## Excerpted passage:
━━━
Personal Injury Protection (PIP) is perhaps the most important coverage on your auto policy. If you or a resident relative are injured in an auto accident, PIP will pay the auto accident medical costs as long as they’re being incurred. PIP coverage for resident relatives is so important that, by law, your auto policy provides PIP coverage for your resident relatives automatically. Depending on the insurance company, and the age of your resident relatives, your insurance company might increase the PIP costs on your auto policy to account for the additional lives for which they’re providing PIP.
Many auto insurance discussions are driven by the charges visible on the auto policy’s declaration pages. Since the declaration pages don’t show each resident relative covered by the policy with a charge after their name, resident relatives are often not discussed until they are old enough to drive. In the absence of these conversations, people make a TON of assumptions about who is covered by their auto policy. A solid understanding of resident relative is critical in navigating situations such as: (1) divorce or separation, where the auto policy is owned by one parent and the kids live someplace else with the other parent; (2) when kids move away from home “temporarily” (however long temporarily is) and may still be driving a car titled to a parent; (3) parents who have resident relatives and still opt out of PIP. It’s better to find out your child isn’t protected by your auto policy’s PIP coverage BEFORE they’re injured in an auto accident so you can do something about it!
━━━
## Material supplied:
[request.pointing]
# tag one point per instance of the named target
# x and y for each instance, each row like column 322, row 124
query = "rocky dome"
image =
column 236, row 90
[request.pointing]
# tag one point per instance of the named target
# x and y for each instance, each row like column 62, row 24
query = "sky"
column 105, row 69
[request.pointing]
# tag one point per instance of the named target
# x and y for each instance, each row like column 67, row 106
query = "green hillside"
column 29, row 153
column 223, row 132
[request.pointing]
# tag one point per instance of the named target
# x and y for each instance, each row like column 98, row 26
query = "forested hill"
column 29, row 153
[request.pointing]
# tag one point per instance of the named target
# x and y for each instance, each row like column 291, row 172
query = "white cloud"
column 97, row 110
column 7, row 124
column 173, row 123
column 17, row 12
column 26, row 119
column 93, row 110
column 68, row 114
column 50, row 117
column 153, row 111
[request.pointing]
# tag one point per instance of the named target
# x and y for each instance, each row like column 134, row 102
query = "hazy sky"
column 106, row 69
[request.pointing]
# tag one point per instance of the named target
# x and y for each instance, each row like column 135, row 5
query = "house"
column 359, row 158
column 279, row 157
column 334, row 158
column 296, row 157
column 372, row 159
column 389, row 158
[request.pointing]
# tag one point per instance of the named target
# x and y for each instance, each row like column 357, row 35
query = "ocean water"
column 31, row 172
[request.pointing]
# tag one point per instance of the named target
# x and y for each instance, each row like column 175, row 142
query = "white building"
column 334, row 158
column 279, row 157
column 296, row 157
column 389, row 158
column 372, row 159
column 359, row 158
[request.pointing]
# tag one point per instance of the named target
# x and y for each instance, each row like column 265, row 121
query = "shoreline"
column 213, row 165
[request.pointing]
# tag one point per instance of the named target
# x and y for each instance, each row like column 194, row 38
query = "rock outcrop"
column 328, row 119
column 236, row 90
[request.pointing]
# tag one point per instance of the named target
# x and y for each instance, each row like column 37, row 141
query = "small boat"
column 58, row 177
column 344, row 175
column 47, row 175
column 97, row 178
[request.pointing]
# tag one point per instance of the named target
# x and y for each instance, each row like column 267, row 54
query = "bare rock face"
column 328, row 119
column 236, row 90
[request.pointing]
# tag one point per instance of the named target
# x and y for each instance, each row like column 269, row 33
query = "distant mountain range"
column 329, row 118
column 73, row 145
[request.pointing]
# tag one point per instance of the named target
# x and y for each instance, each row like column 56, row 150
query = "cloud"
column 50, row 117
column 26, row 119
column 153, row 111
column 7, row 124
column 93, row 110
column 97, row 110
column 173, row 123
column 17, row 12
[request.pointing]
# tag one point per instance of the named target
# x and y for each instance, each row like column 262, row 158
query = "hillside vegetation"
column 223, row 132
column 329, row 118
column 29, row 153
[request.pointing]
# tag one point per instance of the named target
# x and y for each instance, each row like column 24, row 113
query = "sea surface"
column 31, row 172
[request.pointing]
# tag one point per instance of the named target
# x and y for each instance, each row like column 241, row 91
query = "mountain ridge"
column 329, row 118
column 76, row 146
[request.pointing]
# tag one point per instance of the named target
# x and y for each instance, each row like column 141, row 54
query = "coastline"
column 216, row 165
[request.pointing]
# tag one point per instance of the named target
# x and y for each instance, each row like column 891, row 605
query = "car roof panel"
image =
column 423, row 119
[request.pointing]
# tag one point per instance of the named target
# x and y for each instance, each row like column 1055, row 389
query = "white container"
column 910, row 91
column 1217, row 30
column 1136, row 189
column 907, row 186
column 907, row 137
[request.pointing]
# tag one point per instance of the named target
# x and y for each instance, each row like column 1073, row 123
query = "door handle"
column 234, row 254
━━━
## Work request 1:
In the passage on PIP coverage, what determines whether an insurance company might raise the PIP costs on an auto policy to cover resident relatives?
## Work request 2:
Reproduce the passage on PIP coverage from "Personal Injury Protection" up to and including "they’re providing PIP.".
## Work request 3:
Continue the passage on PIP coverage from its final sentence.

## Exercise output 1:
The insurance company and the age of the resident relatives.

## Exercise output 2:
Personal Injury Protection (PIP) is perhaps the most important coverage on your auto policy. If you or a resident relative are injured in an auto accident, PIP will pay the auto accident medical costs as long as they’re being incurred. PIP coverage for resident relatives is so important that, by law, your auto policy provides PIP coverage for your resident relatives automatically. Depending on the insurance company, and the age of your resident relatives, your insurance company might increase the PIP costs on your auto policy to account for the additional lives for which they’re providing PIP.

## Exercise output 3:
When too much focus is put on what insurance costs and not enough focus put into what it does, important topics like resident relatives can get skipped over. Given the “automatic” nature of how resident relatives are covered on your auto policy, this works out most of the time… until it doesn’t. If you have kids that you believe are covered by your auto policy, take the time to check your assumptions with your insurance agent. You owe it to your kids!